_Work task_: For this exercise, write out each entry below exactly, omitting the images.

_Extracted data_:
━━━━━━━━━━

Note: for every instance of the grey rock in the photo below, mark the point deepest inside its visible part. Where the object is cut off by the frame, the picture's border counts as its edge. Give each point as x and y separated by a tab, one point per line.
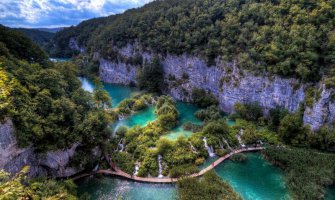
225	80
13	158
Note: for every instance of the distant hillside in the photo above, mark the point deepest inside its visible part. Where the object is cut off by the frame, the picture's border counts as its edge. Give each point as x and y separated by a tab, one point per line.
50	30
40	37
287	38
14	43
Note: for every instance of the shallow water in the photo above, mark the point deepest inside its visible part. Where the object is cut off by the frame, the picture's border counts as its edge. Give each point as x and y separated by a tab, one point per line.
255	179
140	118
114	189
117	92
330	193
186	114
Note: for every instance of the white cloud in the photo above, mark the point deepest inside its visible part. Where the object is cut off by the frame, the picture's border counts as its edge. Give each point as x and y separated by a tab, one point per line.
30	12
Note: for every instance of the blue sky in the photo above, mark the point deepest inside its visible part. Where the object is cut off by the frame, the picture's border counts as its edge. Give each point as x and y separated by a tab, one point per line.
58	13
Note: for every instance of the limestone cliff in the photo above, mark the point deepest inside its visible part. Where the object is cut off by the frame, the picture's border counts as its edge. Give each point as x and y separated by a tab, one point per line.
13	158
225	80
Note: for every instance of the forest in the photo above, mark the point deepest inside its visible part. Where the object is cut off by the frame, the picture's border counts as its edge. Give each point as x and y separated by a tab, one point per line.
282	37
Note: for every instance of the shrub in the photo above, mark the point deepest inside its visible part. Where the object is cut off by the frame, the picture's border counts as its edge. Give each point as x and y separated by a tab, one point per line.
203	99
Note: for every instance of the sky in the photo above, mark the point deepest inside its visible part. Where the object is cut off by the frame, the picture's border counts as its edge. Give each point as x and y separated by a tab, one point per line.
59	13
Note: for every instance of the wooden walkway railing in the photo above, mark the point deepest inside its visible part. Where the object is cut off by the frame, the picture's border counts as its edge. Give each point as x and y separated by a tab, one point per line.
123	174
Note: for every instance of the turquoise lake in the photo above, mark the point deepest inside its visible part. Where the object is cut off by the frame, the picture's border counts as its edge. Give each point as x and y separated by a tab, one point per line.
254	179
117	92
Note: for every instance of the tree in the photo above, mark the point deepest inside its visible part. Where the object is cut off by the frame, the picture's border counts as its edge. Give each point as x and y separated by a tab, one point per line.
151	77
101	97
18	187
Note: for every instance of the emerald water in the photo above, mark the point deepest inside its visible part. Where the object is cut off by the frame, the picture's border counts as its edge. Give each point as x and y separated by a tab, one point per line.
116	92
330	193
140	118
103	188
255	179
186	114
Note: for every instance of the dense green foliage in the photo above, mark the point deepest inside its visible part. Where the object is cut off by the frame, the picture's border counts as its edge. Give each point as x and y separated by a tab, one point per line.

━━━━━━━━━━

_Exercise solution_:
Note: for every instance of the grey rock in the photo below, mark the point deepest inside its visible part. Where the object is cut off by the frame, the picture's border counts as its edge. Give each point as x and y separated by a tab, one point per line.
225	80
13	158
Note: for every instance of the distant hillside in the photo above, mark the point deepest inside its visible part. Where the object is cut off by the frame, the picture's border counts as its edge. Give each point as x and y separated by a tab, one point per line.
50	30
40	37
287	38
14	43
Note: for every instance of the shallow water in the photo above, mark the point deepest inside its visible part. Where the object is cut off by the frame, the picture's border counts as its edge. Give each point as x and y separated by a tab, one point per line.
255	179
140	118
114	189
117	92
330	193
186	114
Note: for every instance of the white cloud in the photo above, mark the point deepest inside its visible part. Where the object is cut off by the frame, the picture's border counts as its edge. Give each point as x and y separated by a tab, one point per line.
30	12
Note: for every instance of the blue sky in the photo above, mark the point deepest inside its visible part. Where the object is cut off by the frame, the picture's border counts as its edge. Give each point as x and y separated by a tab, one point per line.
58	13
Note: for every instance of the limestone cliff in the photo above, mark the point deepest inside its visible part. Where the object is cut off by the frame, the picture's border counts as its edge. Give each point as x and y separated by a tab, one point per line.
13	158
225	80
Note: for every instance of the forest in the photo above, mark the point deepest inside its visible part. Where the object is cut off by the frame, the picture's border counts as its edge. Give each point as x and y separated by a tab, one point per line.
282	37
Note: for every instance of the shrub in the photo above, mark the point deepest inside its visible part. Where the object is cut off by the frame, the picture's border counts as its edge. Give each point as x and y separated by a tab, one point per line.
203	99
Note: for every instance of the sky in the photo above, mark the point deepest inside its visible part. Where the object is cut off by the frame, the picture's border counts as its edge. Give each point as x and y separated by a tab, one point per line.
59	13
Note: for every instance of the wooden walkway railing in the photo above, mark the point deepest inside its visible part. Where the object is cut off by the frame, the picture's border counts as its edge. Give each point as x and y separated by a tab, one point per line.
123	174
Note: for every instance of the turquoise lake in the photo above, mark the point deepest inside its visible part. Where the object is cut off by the frame, the picture's border counts as its edge. Give each point as x and y separated by a tab, one point per line.
254	179
117	92
Note: for every instance of the tree in the photo above, mark the point deepest inside its visible part. Where the object is cut off by the frame, the picture's border counts as its edge. Give each point as x and y separated by a tab, one point per line.
151	77
101	97
18	187
Note: for every instance of the emerald water in the photo above, mark the point deepest inside its visible part. Where the object is cut off by the frame, the picture's border counts as its edge. Give each point as x and y separated by a tab, one point per line.
116	92
330	193
140	118
103	188
255	179
186	114
Note: for every instance of the dense green foliage in the photo above, mark the point deepest inside its visible part. Where the object is cut off by the frame, the picture's border counts as its edge. Give each point as x and y separated by a tab, one point per line.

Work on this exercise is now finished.